### SUPPLIED MATERIAL
## Begin

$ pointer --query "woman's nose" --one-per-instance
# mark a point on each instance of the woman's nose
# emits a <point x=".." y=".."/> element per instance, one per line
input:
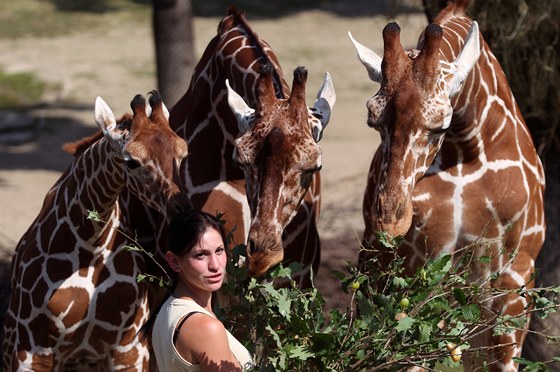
<point x="214" y="263"/>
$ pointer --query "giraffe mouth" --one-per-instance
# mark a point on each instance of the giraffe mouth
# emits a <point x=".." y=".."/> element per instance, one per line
<point x="177" y="203"/>
<point x="262" y="259"/>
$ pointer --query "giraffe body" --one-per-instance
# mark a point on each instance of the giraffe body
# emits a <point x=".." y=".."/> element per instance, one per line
<point x="253" y="152"/>
<point x="457" y="165"/>
<point x="74" y="296"/>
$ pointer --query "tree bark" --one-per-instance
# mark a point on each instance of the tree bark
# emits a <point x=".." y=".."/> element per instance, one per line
<point x="173" y="37"/>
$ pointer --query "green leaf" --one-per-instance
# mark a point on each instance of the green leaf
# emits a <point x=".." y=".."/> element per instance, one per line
<point x="284" y="305"/>
<point x="425" y="332"/>
<point x="301" y="353"/>
<point x="361" y="354"/>
<point x="405" y="324"/>
<point x="399" y="282"/>
<point x="471" y="313"/>
<point x="459" y="295"/>
<point x="131" y="247"/>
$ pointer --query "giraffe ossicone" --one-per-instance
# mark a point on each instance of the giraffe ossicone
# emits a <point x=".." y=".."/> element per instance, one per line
<point x="456" y="166"/>
<point x="285" y="129"/>
<point x="74" y="295"/>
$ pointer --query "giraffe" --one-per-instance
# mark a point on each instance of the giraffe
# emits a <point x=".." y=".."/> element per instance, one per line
<point x="74" y="296"/>
<point x="456" y="164"/>
<point x="253" y="152"/>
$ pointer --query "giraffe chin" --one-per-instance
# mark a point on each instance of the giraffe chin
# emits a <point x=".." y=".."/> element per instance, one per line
<point x="261" y="262"/>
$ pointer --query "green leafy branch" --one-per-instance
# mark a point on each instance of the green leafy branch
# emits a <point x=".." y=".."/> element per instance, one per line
<point x="134" y="246"/>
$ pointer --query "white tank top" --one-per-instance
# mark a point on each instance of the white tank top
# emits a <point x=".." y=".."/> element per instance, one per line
<point x="168" y="358"/>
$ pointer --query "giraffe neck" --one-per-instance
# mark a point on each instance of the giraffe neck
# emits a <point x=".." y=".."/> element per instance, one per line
<point x="203" y="116"/>
<point x="484" y="92"/>
<point x="92" y="183"/>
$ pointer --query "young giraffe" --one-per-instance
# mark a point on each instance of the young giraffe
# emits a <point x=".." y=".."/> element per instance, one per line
<point x="74" y="295"/>
<point x="457" y="164"/>
<point x="259" y="167"/>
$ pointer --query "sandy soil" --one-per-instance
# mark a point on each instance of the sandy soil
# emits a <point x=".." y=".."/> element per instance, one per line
<point x="116" y="66"/>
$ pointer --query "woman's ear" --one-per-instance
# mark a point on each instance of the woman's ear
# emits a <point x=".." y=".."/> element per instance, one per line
<point x="172" y="261"/>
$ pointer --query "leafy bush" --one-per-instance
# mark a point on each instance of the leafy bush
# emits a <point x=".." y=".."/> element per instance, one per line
<point x="420" y="320"/>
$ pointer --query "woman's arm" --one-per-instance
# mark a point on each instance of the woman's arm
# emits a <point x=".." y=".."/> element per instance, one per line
<point x="203" y="340"/>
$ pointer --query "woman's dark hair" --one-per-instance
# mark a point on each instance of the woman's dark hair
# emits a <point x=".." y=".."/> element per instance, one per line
<point x="187" y="228"/>
<point x="183" y="232"/>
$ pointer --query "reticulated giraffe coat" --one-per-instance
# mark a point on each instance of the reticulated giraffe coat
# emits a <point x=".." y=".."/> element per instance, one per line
<point x="456" y="164"/>
<point x="253" y="152"/>
<point x="75" y="299"/>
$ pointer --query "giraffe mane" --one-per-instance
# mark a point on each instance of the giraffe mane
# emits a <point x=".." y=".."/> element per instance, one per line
<point x="240" y="19"/>
<point x="77" y="148"/>
<point x="453" y="9"/>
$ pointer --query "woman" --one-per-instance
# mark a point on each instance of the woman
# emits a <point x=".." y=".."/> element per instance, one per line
<point x="186" y="334"/>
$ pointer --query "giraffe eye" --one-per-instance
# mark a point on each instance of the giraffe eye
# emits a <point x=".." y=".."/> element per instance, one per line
<point x="131" y="163"/>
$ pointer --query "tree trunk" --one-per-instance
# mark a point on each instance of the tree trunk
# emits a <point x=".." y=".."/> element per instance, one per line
<point x="173" y="36"/>
<point x="536" y="348"/>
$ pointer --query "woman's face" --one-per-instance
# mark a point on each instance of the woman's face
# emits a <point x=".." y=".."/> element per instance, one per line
<point x="203" y="268"/>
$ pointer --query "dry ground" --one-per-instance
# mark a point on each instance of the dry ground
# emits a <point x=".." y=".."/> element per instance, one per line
<point x="118" y="62"/>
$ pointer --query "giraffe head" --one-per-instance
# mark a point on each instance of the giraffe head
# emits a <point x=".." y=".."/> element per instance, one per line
<point x="279" y="154"/>
<point x="412" y="112"/>
<point x="149" y="151"/>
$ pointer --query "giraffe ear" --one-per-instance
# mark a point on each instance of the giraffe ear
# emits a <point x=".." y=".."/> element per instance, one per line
<point x="465" y="61"/>
<point x="243" y="113"/>
<point x="369" y="59"/>
<point x="104" y="117"/>
<point x="322" y="108"/>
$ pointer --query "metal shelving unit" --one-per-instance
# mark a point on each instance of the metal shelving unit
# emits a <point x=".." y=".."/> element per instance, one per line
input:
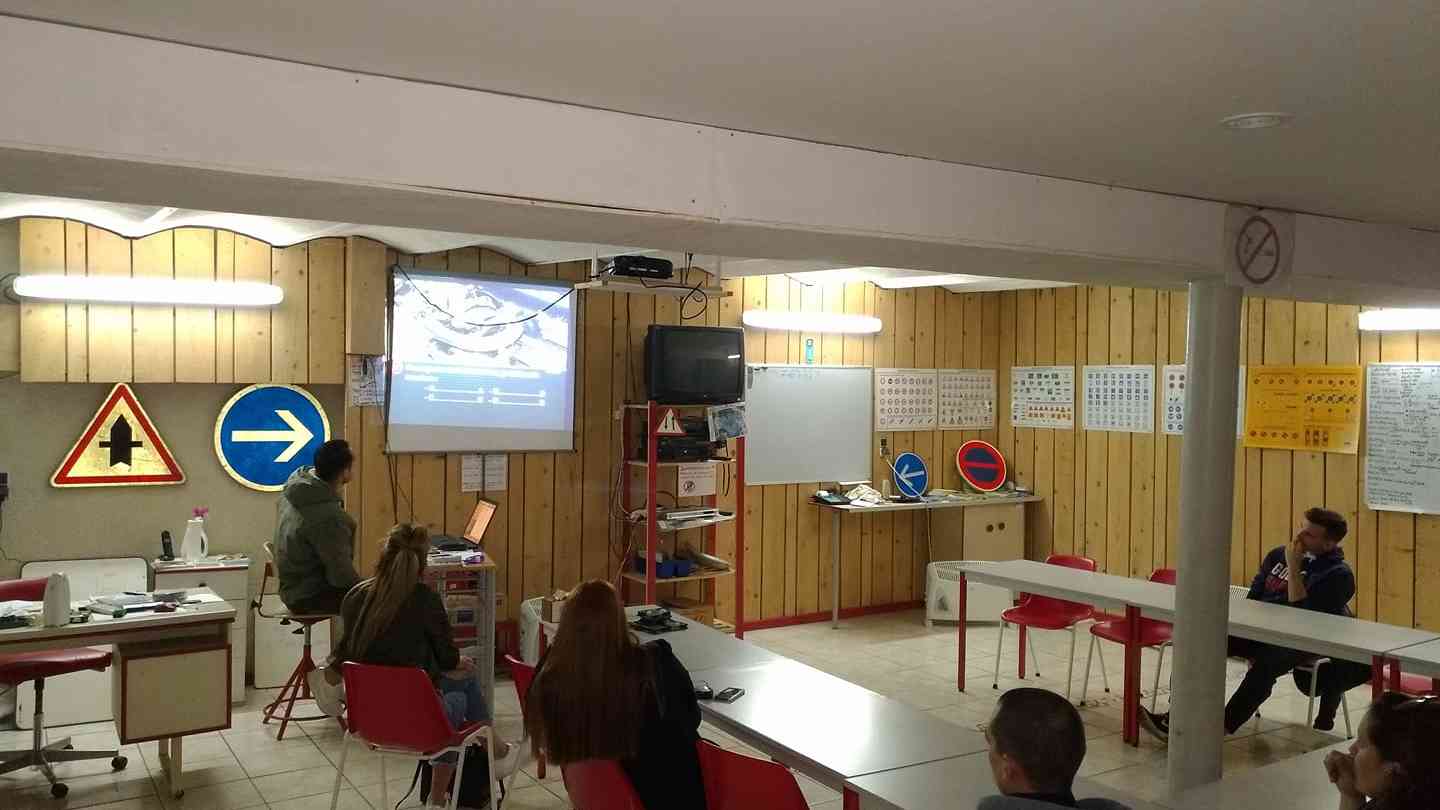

## End

### WHAT YOU NEED TO DO
Extract each line of the data above that contains the string "green". Matching is case-sensitive.

### WORKED ANSWER
$ pointer --query "green leaf" --one-per-instance
# mark a point on each instance of the green leaf
$ pointer --query "green leafy branch" --one-per-instance
# mark a point on each instance of the green leafy branch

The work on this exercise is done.